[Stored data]
====
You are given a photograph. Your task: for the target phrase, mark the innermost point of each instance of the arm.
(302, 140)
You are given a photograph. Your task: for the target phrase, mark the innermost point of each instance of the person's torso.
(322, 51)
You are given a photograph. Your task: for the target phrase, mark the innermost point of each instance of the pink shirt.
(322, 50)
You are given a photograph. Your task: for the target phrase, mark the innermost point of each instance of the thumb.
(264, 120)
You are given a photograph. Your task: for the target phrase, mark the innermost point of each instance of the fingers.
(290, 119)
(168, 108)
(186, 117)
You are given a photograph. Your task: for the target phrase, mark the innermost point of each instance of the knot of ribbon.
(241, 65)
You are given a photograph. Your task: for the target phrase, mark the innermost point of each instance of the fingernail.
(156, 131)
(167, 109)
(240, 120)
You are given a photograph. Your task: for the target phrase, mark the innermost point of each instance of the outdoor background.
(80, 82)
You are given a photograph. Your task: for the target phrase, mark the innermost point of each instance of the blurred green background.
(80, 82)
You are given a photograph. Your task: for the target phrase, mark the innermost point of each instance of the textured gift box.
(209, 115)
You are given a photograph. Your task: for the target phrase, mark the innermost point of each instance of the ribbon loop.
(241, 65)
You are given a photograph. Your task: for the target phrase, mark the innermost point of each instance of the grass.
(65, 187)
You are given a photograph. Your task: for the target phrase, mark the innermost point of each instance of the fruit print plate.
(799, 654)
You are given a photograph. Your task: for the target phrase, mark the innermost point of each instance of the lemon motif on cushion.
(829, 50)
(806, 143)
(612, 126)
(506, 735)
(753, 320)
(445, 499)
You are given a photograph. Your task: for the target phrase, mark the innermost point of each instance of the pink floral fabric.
====
Exactly as they are written, print the entries again.

You are given a photograph. Your task: for the target phrase, mark the innermost point of each instance of the arm.
(302, 140)
You are given a photograph. Your task: for the target phrase, mark the innermost point of each instance of the person's torso.
(322, 51)
You are given a photograph. Your task: for the target phrase, mark the innermost point of each instance of the pink shirt.
(322, 50)
You are given a photograph. Your task: for the target phrase, mark the innermost point of each instance of the thumb.
(264, 120)
You are given a photograph. Your task: for the target phrase, mark the innermost point of each instance of the fingers.
(290, 119)
(168, 108)
(186, 117)
You are given a photograph. Your task: for the target phrase, mark the innermost point of each instance of the knot of ribbon.
(241, 65)
You are given a photograph. Your task: for the target phrase, mark the innermost point of each instance of the fingernail.
(156, 131)
(167, 109)
(240, 120)
You are given a photograph. Your task: for the target phrase, mark the innermost point of each instance of the outdoor background.
(80, 82)
You are given a photograph. Your task: for the target phrase, mark the innermost point of each instance of the blurred green background.
(80, 82)
You are given a photograph. Your task: for the target phrase, mark the innermost point of each instance of the textured gift box.
(209, 115)
You are given a photograph. Your task: for the target phrase, mark the innermost point of each instance of the ribbon loop.
(241, 65)
You are given a photograph. Your task: for the target phrase, mark the innermost point of each instance of the grass.
(65, 187)
You are given a photograph. Your task: for the target phrase, mark the innermost point of each instance of the fruit print plate.
(799, 654)
You are given a photograph. Your task: for the target phrase, mark the innermost point of each instance of the lemon motif on cushion.
(829, 50)
(806, 143)
(612, 126)
(506, 735)
(753, 320)
(445, 499)
You are given a photograph. Your task: for the target phrase, mark the innermost point of each instance of the pink floral fabric.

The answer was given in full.